• WHAT YOU NEED TO DO
Locate the line that contains "Mark a dot on each instance of the windshield" in the entries below, then repeat it and every following line through the line that contains "Mark a dot on each instance of the rear door", exactly, and no others.

• AVAILABLE DATA
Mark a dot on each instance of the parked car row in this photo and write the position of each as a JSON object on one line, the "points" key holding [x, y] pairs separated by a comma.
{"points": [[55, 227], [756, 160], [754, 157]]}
---
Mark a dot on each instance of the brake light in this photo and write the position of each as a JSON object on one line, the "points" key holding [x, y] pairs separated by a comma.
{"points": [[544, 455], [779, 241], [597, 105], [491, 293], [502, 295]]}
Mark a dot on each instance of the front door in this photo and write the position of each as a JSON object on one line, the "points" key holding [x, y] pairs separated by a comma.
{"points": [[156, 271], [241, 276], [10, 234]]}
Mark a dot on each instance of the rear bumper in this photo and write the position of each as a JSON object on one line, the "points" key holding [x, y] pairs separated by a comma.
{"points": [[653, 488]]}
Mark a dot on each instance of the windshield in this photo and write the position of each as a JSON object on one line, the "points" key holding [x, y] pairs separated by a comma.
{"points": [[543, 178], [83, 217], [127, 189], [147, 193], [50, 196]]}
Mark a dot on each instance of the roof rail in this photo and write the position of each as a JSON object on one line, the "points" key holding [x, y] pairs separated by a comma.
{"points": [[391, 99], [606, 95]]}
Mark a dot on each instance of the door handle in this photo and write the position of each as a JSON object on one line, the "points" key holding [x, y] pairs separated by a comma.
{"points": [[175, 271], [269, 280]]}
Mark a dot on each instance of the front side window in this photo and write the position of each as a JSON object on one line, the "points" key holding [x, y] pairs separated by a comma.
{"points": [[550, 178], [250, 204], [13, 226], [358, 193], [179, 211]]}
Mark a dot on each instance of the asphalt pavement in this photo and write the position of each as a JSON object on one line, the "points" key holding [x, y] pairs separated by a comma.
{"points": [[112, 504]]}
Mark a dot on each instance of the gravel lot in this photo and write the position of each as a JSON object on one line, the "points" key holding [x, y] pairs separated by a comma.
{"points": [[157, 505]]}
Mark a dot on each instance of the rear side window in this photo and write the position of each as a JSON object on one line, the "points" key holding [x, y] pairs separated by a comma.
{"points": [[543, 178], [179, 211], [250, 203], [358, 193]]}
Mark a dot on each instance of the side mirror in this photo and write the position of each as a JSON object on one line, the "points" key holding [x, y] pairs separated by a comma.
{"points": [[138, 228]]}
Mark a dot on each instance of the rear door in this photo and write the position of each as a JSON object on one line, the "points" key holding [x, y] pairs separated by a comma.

• RESPONSE AREA
Mark a dot on each instance of the windshield in this photo and write the position of each as a JSON object on one line, the "points" key holding [x, y] pairs separated by a comma.
{"points": [[543, 178], [83, 217], [127, 189], [147, 193], [50, 196]]}
Mark a dot on each instance of the roof rail in this photo and write the position of each as a JSON object on one line, the "points" key holding [x, y] pairs separated by a comma.
{"points": [[391, 99], [606, 95]]}
Mark a dot on each instance of the door handle in this photo and write the position of each as a JSON object on one line, the "points" key holding [x, y] pairs separated by a comma.
{"points": [[175, 271], [269, 280]]}
Mark a dot on each instance of the front side window in this photo and write the position of each as a JSON object on one line, the "points" key holding [x, y] pairs separated by a comma.
{"points": [[550, 178], [250, 204], [13, 226], [358, 193], [179, 211]]}
Mark a dot on each instance of the asphalt pavement in this photo and write the position of each as a JSON object on one line, the "points" key holding [x, y] pairs separated by a comma.
{"points": [[112, 504]]}
Mark a dot on each instance of the gravel lot in this photo and write the position of each as a JSON object on one line, the "points" key holding [x, y] pairs separated by a comma.
{"points": [[157, 505]]}
Mark a dot on each instance of the rear side window in this photo and write the position of each as a JSON object on one line, the "points" key holding [x, y] pairs separated by a comma.
{"points": [[543, 178], [179, 211], [250, 203], [358, 193]]}
Mark a dot on each instance of the side mirror in this photo and write the position of each as a JSON object on one line, the "points" key holding [x, y] pairs separated by a comma.
{"points": [[138, 228]]}
Mark a dot on each instance of the rear door in this photo and write the position of each as a JSON object on one line, the "points" key holding [x, y] pairs separated by a comma.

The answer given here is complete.